_Exercise goal_. Copy each of the lines below word for word, keeping their order.

+ + +

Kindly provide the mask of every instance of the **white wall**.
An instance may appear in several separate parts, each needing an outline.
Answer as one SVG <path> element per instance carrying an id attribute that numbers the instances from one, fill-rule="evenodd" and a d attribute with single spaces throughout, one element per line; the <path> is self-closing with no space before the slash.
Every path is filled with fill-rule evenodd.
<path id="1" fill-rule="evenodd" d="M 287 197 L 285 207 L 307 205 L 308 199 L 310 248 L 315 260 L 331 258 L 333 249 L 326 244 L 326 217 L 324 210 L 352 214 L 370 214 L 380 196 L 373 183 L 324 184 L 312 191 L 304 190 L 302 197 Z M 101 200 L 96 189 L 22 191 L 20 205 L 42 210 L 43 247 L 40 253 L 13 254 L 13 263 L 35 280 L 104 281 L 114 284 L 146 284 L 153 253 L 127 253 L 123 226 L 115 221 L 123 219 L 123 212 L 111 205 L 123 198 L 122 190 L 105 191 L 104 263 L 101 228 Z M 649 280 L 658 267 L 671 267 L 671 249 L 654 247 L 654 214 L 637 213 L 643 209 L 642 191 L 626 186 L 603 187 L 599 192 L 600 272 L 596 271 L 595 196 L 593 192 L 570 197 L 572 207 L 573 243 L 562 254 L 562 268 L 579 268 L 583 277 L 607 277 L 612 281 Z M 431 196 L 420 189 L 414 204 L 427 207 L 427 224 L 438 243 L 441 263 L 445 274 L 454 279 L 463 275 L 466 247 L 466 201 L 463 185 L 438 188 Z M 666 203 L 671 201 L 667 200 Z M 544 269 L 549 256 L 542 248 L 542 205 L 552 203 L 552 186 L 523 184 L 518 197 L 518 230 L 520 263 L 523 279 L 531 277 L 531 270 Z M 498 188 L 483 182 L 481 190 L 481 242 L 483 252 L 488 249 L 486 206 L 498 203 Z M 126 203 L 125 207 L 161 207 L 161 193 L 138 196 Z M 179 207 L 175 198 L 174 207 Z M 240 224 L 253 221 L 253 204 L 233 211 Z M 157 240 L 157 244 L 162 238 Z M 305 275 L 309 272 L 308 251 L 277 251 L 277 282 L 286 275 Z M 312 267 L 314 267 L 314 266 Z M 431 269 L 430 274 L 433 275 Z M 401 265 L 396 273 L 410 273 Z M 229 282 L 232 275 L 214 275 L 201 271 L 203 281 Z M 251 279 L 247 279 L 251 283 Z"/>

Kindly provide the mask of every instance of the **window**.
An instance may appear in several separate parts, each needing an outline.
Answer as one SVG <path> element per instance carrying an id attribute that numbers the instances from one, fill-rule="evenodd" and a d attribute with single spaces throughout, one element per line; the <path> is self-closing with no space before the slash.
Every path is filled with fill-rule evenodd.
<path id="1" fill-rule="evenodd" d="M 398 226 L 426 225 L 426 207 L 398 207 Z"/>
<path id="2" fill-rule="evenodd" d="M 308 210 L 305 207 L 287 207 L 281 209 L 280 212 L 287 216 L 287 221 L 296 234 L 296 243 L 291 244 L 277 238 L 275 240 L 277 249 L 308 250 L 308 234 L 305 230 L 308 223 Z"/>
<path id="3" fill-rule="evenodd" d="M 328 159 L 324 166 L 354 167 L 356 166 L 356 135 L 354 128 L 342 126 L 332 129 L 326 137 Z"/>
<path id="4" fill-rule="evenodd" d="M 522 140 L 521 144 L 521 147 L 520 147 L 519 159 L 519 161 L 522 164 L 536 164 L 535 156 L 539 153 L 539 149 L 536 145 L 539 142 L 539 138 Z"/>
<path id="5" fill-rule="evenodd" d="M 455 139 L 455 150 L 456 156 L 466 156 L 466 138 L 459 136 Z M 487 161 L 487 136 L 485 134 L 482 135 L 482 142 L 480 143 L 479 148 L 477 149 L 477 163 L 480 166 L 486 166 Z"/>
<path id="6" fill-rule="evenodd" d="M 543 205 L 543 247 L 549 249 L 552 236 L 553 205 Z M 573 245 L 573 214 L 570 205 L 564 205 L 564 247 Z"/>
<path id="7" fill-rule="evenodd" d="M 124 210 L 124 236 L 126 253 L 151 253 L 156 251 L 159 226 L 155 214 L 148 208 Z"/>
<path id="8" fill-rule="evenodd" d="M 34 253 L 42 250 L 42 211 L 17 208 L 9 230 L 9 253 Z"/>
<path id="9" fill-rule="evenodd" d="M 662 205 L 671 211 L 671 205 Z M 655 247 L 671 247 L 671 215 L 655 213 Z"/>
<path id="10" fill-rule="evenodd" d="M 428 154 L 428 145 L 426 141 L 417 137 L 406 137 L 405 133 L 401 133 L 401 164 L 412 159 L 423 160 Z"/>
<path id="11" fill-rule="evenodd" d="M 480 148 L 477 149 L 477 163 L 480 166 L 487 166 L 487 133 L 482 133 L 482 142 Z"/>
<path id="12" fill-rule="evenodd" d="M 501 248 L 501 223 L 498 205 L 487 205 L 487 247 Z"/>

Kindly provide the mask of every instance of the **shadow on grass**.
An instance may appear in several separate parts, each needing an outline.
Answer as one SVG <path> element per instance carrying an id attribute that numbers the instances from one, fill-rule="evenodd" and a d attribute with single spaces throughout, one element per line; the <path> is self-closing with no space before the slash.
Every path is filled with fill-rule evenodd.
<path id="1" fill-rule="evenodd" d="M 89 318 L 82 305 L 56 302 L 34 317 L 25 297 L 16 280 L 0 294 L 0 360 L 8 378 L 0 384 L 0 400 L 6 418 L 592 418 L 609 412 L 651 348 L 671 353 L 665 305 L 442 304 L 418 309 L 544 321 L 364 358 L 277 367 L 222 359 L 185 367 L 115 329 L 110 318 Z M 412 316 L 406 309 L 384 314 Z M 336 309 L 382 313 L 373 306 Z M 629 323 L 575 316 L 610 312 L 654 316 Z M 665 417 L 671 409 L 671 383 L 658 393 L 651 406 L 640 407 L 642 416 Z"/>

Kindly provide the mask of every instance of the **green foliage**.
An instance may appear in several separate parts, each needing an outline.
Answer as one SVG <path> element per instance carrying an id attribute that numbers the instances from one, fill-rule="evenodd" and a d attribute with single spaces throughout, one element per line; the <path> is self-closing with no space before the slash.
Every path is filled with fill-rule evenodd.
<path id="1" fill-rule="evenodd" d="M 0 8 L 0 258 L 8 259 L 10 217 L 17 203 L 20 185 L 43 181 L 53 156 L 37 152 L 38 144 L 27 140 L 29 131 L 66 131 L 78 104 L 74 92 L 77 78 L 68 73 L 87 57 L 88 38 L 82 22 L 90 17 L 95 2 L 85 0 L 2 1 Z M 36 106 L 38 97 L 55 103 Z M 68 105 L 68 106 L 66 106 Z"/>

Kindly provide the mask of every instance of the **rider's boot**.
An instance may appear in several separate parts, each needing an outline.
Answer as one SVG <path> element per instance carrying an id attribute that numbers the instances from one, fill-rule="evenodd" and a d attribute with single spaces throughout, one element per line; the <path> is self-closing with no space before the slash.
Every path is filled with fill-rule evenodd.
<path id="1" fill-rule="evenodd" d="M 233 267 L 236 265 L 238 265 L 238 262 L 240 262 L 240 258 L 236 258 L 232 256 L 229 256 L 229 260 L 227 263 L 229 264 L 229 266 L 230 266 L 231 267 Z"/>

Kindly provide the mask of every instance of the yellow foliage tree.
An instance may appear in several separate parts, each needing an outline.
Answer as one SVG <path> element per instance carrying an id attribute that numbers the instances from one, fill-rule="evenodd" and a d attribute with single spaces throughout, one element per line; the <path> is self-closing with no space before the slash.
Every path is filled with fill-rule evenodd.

+ + +

_Response to the exercise_.
Kindly provide the mask of every instance of the **white wall**.
An instance may appear in several separate parts, each needing an outline.
Answer as one SVG <path> element per instance carrying an id attribute that numbers the instances from one, fill-rule="evenodd" and a d attribute with single spaces throughout, one element per line; the <path> is self-closing with no space before the slash.
Every path is filled with fill-rule evenodd.
<path id="1" fill-rule="evenodd" d="M 287 197 L 285 207 L 307 205 L 308 199 L 310 248 L 315 260 L 331 258 L 333 249 L 326 244 L 326 217 L 324 210 L 352 214 L 370 214 L 380 196 L 373 183 L 324 184 L 312 191 L 304 190 L 302 197 Z M 101 200 L 96 189 L 22 191 L 20 205 L 42 210 L 43 247 L 40 253 L 13 254 L 13 263 L 35 280 L 104 281 L 114 284 L 146 284 L 153 253 L 127 253 L 123 226 L 115 221 L 123 219 L 123 212 L 111 205 L 123 198 L 122 190 L 105 191 L 104 263 L 101 228 Z M 649 280 L 658 267 L 671 267 L 671 249 L 654 247 L 654 214 L 637 213 L 643 209 L 642 191 L 626 186 L 603 187 L 599 192 L 600 272 L 596 271 L 595 196 L 593 192 L 570 197 L 572 207 L 573 243 L 562 254 L 562 268 L 579 268 L 583 277 L 607 277 L 612 281 Z M 431 196 L 420 189 L 414 204 L 427 207 L 427 224 L 438 243 L 441 263 L 445 274 L 454 279 L 463 275 L 466 247 L 466 201 L 463 185 L 438 188 Z M 666 203 L 671 201 L 667 200 Z M 544 269 L 549 256 L 542 248 L 542 205 L 552 203 L 552 186 L 523 184 L 518 197 L 518 230 L 520 263 L 523 279 L 531 277 L 531 270 Z M 498 188 L 483 182 L 481 190 L 481 242 L 483 252 L 488 249 L 486 206 L 498 203 Z M 126 203 L 125 207 L 161 207 L 161 193 L 138 196 Z M 179 207 L 175 198 L 174 207 Z M 240 224 L 253 221 L 253 204 L 233 211 Z M 157 240 L 157 244 L 162 238 Z M 305 275 L 309 272 L 308 251 L 277 251 L 277 282 L 286 275 Z M 312 267 L 314 267 L 314 266 Z M 431 269 L 430 274 L 433 275 Z M 401 265 L 396 273 L 410 273 Z M 229 282 L 232 275 L 214 275 L 201 271 L 203 281 Z M 251 279 L 247 279 L 251 283 Z"/>

Kindly provide the mask of every instance of the **window**.
An instance may appear in several separate parts, each needing an outline.
Answer as one SVG <path> element per instance carrying an id attribute that numbers the instances from one, fill-rule="evenodd" and a d attribute with single spaces throughout, one element per line; the <path> is self-closing with no space before the slash.
Every path is filled with fill-rule evenodd.
<path id="1" fill-rule="evenodd" d="M 398 226 L 426 225 L 426 207 L 398 207 Z"/>
<path id="2" fill-rule="evenodd" d="M 308 210 L 305 207 L 287 207 L 281 209 L 280 212 L 287 216 L 287 221 L 296 234 L 296 243 L 291 244 L 277 238 L 275 240 L 277 249 L 308 250 L 308 234 L 305 230 L 308 223 Z"/>
<path id="3" fill-rule="evenodd" d="M 328 159 L 324 166 L 354 167 L 356 166 L 356 135 L 354 128 L 342 126 L 332 129 L 326 137 Z"/>
<path id="4" fill-rule="evenodd" d="M 522 140 L 521 144 L 521 147 L 520 147 L 519 159 L 519 161 L 522 164 L 536 164 L 535 156 L 539 153 L 539 149 L 536 145 L 539 142 L 539 138 Z"/>
<path id="5" fill-rule="evenodd" d="M 455 139 L 455 150 L 456 156 L 466 156 L 466 138 L 459 136 Z M 487 161 L 487 136 L 485 134 L 482 135 L 482 142 L 480 143 L 479 148 L 477 149 L 477 163 L 480 166 L 486 166 Z"/>
<path id="6" fill-rule="evenodd" d="M 543 205 L 543 247 L 549 249 L 552 236 L 553 205 Z M 573 245 L 573 214 L 570 205 L 564 205 L 564 247 Z"/>
<path id="7" fill-rule="evenodd" d="M 124 210 L 124 236 L 126 253 L 151 253 L 156 251 L 159 226 L 155 214 L 148 208 Z"/>
<path id="8" fill-rule="evenodd" d="M 34 253 L 42 250 L 42 211 L 17 208 L 9 230 L 9 253 Z"/>
<path id="9" fill-rule="evenodd" d="M 662 205 L 671 211 L 671 205 Z M 655 247 L 671 247 L 671 215 L 655 213 Z"/>
<path id="10" fill-rule="evenodd" d="M 428 154 L 428 145 L 426 141 L 417 137 L 406 137 L 405 133 L 401 133 L 401 164 L 412 159 L 423 160 Z"/>
<path id="11" fill-rule="evenodd" d="M 480 148 L 477 149 L 477 163 L 480 166 L 487 166 L 487 133 L 482 133 L 482 142 Z"/>
<path id="12" fill-rule="evenodd" d="M 501 248 L 501 223 L 498 205 L 487 205 L 487 247 Z"/>

Kindly provide the mask of every instance of the **shadow on grass**.
An instance may appear in several separate parts, each needing an outline.
Answer as one SVG <path> element per instance carrying an id attribute that numbers the instances from one, fill-rule="evenodd" and a d attribute with single spaces throughout, one element per line; the <path> is self-closing with no space before the slash.
Every path is filled with fill-rule evenodd.
<path id="1" fill-rule="evenodd" d="M 89 318 L 82 305 L 56 302 L 34 317 L 25 297 L 16 280 L 0 294 L 0 360 L 8 378 L 0 384 L 0 400 L 6 418 L 592 418 L 609 412 L 651 348 L 671 353 L 665 305 L 442 304 L 418 309 L 544 321 L 364 358 L 277 367 L 222 359 L 185 367 L 115 329 L 110 318 Z M 412 316 L 406 309 L 384 314 Z M 336 309 L 382 313 L 373 306 Z M 629 323 L 575 316 L 610 312 L 654 316 Z M 665 417 L 671 409 L 671 383 L 658 393 L 651 406 L 640 407 L 642 416 Z"/>

Kindly provide the mask of every instance of the **green foliage**.
An instance may appear in several separate parts, each needing an outline.
Answer as one SVG <path> element per instance carrying an id attribute that numbers the instances from one, fill-rule="evenodd" and a d attribute with single spaces throughout, one element per line; the <path> is self-closing with no space before the slash.
Every path is filled with fill-rule evenodd.
<path id="1" fill-rule="evenodd" d="M 0 8 L 0 258 L 8 259 L 10 217 L 17 203 L 20 185 L 43 181 L 53 156 L 37 152 L 38 144 L 27 140 L 29 131 L 66 131 L 78 104 L 74 92 L 77 78 L 68 73 L 87 57 L 88 38 L 82 22 L 90 17 L 95 2 L 85 0 L 2 1 Z M 36 106 L 38 97 L 55 103 Z M 68 105 L 68 106 L 66 106 Z"/>

Kindly provide the mask of every instance of the **rider's boot**.
An instance may appear in several separate parts, each needing an outline.
Answer as one SVG <path> element per instance carrying an id attribute that numbers the instances from one, fill-rule="evenodd" and a d attribute with single spaces throughout, one element per line; the <path> is self-closing with no space before the slash.
Every path is filled with fill-rule evenodd.
<path id="1" fill-rule="evenodd" d="M 233 267 L 236 265 L 238 265 L 238 262 L 240 262 L 240 258 L 236 258 L 232 256 L 229 256 L 229 260 L 227 263 L 229 264 L 229 266 L 230 266 L 231 267 Z"/>

Kindly provide the mask of every instance of the yellow foliage tree.
An instance may appear in several separate parts, each needing an outline.
Answer as one SVG <path> element per instance carrying an id attribute that numbers the instances from one, fill-rule="evenodd" and a d attribute with single spaces throughout, one element per line; the <path> is self-closing with no space before the slash.
Every path is filled with fill-rule evenodd.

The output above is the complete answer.